(Dataset entries)

★ ★ ★ ★

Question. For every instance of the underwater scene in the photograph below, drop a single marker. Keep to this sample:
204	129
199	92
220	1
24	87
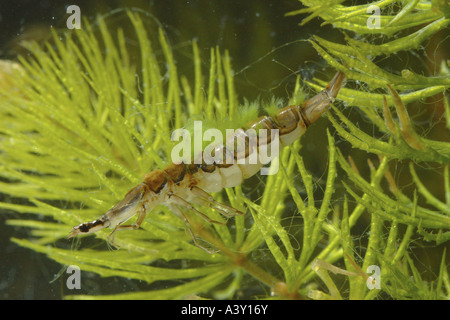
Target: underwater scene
225	150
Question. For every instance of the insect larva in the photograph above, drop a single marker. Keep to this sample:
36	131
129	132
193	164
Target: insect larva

★ ★ ★ ★

Exercise prompt
Give the number of lines in the records where the word "marker" shows up. Nothing else belongs in the reply.

Problem solution
2